YOUR OBJECTIVE: Among the records that follow, count the lines where "below" appears, and state the count by itself.
══════
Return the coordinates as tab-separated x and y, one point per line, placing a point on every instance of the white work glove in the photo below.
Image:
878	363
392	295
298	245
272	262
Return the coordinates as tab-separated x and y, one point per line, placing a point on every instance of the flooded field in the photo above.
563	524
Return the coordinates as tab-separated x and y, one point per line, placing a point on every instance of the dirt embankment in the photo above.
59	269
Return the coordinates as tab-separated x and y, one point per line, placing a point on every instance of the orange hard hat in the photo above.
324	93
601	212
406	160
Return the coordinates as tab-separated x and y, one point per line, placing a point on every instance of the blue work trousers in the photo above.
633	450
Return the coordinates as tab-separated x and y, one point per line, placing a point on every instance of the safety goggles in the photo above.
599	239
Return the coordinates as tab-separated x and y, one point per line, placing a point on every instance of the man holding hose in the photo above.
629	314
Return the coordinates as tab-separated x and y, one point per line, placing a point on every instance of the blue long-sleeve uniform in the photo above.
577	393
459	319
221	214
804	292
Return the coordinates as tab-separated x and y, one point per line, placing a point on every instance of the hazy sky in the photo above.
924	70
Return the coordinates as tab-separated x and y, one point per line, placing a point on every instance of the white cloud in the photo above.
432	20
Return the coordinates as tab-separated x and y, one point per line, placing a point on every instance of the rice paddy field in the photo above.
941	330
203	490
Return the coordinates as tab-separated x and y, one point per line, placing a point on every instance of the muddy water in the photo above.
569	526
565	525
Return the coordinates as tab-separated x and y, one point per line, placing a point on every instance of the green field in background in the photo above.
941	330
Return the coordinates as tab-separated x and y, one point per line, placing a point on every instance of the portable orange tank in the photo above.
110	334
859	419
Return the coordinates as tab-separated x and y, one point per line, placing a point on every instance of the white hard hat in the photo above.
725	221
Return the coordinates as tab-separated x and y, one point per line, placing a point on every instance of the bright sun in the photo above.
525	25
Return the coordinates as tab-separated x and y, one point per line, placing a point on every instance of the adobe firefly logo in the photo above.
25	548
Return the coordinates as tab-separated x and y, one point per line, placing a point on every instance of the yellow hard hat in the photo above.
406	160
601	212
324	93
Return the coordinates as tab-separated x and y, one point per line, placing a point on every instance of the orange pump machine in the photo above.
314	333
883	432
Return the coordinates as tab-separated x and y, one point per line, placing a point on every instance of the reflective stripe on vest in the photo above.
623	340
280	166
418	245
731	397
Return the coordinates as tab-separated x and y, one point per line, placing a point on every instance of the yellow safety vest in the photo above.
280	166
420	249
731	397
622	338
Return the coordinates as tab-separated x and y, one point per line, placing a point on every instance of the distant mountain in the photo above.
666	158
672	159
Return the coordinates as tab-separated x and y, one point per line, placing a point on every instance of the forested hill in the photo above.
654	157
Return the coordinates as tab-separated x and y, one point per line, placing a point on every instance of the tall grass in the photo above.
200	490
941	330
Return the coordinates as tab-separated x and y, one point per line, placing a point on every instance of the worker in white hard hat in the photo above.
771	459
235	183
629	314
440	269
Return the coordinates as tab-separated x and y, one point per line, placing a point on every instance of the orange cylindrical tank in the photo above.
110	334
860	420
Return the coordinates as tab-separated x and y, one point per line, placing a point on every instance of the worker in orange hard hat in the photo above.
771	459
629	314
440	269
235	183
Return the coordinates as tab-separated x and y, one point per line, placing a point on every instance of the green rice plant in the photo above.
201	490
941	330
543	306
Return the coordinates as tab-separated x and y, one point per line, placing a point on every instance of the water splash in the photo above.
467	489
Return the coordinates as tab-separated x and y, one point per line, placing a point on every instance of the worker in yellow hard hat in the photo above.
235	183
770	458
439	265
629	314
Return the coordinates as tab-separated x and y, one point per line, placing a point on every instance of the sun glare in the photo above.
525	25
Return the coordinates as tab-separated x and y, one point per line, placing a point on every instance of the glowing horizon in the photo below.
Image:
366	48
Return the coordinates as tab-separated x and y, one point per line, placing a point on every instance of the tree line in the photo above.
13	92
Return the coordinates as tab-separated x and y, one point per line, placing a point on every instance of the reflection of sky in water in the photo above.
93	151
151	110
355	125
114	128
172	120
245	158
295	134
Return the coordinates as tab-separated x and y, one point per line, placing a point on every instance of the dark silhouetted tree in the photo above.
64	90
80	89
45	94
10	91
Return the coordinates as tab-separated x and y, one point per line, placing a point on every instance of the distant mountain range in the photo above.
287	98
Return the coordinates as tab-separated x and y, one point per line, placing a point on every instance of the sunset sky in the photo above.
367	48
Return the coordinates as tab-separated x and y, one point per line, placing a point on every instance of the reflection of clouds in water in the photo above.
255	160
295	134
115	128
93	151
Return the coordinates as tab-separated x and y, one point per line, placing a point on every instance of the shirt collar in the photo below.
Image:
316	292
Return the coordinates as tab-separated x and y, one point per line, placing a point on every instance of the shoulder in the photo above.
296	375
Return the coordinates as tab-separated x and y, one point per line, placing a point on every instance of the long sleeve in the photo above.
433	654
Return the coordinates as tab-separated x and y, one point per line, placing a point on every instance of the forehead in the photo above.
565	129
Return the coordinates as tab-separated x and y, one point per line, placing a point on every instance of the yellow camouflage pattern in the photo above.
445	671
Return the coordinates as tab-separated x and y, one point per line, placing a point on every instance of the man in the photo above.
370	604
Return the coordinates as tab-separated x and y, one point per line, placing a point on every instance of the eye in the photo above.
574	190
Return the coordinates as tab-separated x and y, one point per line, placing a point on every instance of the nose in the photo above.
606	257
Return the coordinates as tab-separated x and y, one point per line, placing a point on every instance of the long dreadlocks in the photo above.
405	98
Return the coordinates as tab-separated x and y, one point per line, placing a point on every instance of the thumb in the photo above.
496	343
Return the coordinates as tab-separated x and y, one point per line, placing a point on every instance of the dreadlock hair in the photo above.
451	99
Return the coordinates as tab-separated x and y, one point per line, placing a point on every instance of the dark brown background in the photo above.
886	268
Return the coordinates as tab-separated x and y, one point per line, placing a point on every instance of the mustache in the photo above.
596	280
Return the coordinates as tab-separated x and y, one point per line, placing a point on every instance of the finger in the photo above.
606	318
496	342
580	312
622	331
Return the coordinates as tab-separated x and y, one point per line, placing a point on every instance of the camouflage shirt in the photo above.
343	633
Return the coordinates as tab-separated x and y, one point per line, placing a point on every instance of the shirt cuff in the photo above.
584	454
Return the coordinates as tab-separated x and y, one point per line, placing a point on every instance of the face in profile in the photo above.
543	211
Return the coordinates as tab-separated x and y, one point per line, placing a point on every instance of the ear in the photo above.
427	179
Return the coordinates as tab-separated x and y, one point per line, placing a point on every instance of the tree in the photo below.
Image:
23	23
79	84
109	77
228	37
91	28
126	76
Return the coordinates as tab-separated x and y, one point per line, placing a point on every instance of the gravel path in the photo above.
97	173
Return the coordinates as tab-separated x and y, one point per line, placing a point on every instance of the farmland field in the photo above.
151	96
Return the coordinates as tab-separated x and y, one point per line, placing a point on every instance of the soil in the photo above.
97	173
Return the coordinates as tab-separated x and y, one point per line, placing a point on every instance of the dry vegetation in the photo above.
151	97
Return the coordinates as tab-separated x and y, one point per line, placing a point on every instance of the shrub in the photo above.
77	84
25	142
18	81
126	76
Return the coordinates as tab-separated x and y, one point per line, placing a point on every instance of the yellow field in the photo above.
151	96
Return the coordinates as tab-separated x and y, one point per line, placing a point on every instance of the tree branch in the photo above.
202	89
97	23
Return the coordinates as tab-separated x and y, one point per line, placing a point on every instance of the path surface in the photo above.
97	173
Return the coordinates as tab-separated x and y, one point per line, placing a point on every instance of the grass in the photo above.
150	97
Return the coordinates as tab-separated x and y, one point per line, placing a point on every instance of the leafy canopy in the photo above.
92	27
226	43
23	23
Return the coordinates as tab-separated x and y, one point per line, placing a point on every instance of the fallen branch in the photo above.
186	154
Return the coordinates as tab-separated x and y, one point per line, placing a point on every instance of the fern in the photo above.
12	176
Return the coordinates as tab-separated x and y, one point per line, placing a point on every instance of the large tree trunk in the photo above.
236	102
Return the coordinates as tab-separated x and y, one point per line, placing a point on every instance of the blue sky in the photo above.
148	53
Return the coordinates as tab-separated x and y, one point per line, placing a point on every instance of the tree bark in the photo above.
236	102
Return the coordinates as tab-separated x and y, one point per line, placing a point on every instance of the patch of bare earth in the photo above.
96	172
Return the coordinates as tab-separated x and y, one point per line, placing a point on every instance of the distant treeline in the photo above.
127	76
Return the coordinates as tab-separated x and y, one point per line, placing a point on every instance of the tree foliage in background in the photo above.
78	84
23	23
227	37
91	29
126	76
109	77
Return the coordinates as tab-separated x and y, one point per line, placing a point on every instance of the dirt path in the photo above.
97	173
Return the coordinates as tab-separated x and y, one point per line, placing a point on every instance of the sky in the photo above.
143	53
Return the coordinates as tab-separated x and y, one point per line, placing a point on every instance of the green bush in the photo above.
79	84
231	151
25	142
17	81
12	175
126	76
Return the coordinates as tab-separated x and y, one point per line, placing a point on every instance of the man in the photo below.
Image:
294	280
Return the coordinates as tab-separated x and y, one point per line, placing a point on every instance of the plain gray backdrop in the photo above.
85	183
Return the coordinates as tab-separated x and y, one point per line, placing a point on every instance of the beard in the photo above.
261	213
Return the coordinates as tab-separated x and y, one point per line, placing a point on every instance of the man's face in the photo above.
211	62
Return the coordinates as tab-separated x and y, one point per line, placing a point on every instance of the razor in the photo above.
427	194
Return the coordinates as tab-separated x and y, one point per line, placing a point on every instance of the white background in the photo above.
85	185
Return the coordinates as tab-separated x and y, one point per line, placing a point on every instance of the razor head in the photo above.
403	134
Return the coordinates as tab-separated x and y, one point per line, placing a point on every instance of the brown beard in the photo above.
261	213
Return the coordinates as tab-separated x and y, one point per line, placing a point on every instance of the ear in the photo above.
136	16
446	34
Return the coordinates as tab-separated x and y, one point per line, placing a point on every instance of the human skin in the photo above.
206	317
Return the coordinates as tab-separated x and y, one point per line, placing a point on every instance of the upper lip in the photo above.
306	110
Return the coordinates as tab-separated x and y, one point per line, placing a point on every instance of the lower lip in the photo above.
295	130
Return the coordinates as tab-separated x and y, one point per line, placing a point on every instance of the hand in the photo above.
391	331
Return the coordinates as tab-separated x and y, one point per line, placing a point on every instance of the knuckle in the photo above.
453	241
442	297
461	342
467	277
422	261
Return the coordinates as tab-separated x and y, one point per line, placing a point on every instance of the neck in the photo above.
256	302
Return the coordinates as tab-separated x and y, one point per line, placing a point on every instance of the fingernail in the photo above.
══════
SOLUTION: 5